An exact copy of the entries, with every picture omitted, is what is needed here.

Region pointing data
* * *
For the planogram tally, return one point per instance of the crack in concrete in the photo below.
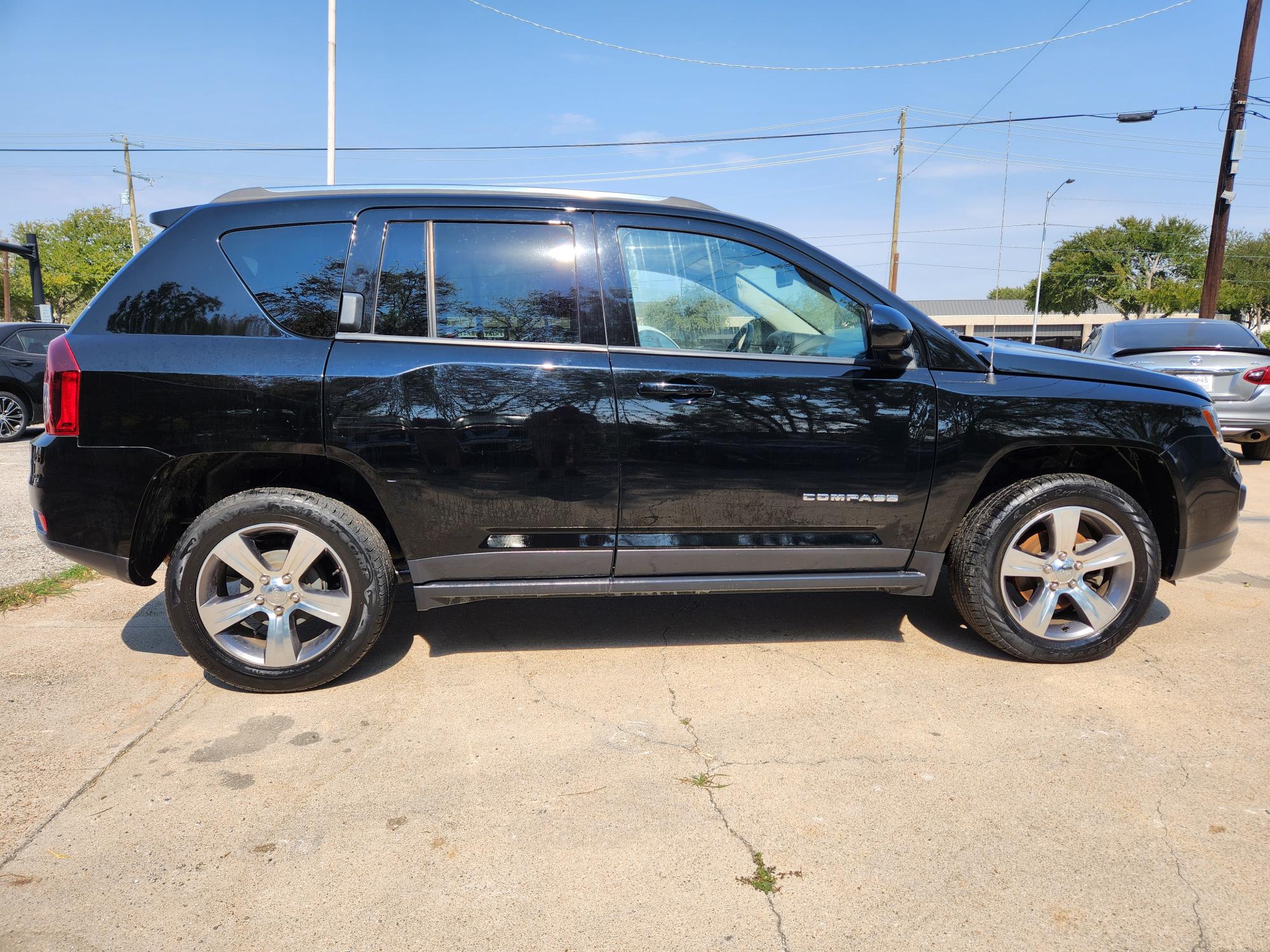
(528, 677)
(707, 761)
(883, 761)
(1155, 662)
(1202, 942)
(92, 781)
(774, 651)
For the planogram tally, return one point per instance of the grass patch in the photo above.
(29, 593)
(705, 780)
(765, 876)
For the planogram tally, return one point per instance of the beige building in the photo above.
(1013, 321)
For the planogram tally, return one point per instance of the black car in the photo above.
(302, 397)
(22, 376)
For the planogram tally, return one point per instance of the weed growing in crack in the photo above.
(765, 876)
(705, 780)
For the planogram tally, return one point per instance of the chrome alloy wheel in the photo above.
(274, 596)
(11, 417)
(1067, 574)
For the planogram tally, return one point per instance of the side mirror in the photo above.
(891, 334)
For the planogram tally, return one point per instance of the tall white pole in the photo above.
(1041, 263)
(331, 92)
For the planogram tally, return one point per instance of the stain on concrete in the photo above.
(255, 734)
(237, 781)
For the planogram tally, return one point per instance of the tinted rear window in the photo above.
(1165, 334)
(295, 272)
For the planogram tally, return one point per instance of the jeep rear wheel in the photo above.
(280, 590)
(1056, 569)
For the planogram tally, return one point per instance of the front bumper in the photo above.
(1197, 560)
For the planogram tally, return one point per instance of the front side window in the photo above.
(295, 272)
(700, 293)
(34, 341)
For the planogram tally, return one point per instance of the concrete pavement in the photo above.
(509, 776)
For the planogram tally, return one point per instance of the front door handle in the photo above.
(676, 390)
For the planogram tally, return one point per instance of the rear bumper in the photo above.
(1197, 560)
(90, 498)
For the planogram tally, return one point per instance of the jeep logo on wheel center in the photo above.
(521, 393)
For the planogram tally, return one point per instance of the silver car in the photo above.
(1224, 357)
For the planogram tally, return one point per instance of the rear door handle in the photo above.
* * *
■ Your solution
For the planogram tally, return one point per instance of the crack in concrete in the photo below.
(528, 677)
(707, 761)
(883, 761)
(1155, 662)
(1202, 942)
(92, 781)
(774, 651)
For the planogram tally, return one point per instance of the grass patch in the photo above.
(29, 593)
(705, 780)
(765, 876)
For the planogram tally, return one point per instance of the beige building in the photo above.
(1013, 321)
For the planogram tally, return one point per instance of the black car in the photo above.
(302, 397)
(22, 376)
For the planogram tally, return one point per instance of the weed growing in crack in the photo above.
(765, 876)
(705, 780)
For the planogram tally, return one point per instance of the chrome alloy wheel in the photo above.
(274, 596)
(11, 417)
(1067, 574)
For the planogram tally, return one point per instance of the side mirror in the photo above.
(891, 334)
For the planogram tally, return one point per instance of the tall white pole in the photo above.
(1041, 263)
(331, 92)
For the planogram tally, return one point per instance of the stain on concrete in the photo above.
(255, 734)
(237, 781)
For the planogram tally, return one point per instance of the tinted rear window in the photo above.
(1165, 334)
(295, 272)
For the planogram tally, return one point per instance of the jeep rear wheel in the photo above.
(280, 590)
(1056, 569)
For the planogram tally, return one point per instance of the front bumper in the photo above.
(1197, 560)
For the planogram tally, return one point per instance of the front side window in the photo above.
(295, 272)
(700, 293)
(34, 341)
For the planogram tally, return one point per instance of the concrete pavement in the photo above.
(509, 776)
For the planogram tally, return one point per instance of the front door handle in the photo above.
(676, 390)
For the planogram tally, return one point per instance of the rear bumper in the photo above.
(1197, 560)
(90, 498)
For the planogram tally, return one point per instance of the jeep logo on wheel center in the photo above.
(521, 393)
For the planogram tally, return one point per instance of the silver car in the photo above.
(1224, 357)
For the planogram tally, return one point per instance of the rear door handle in the photo above.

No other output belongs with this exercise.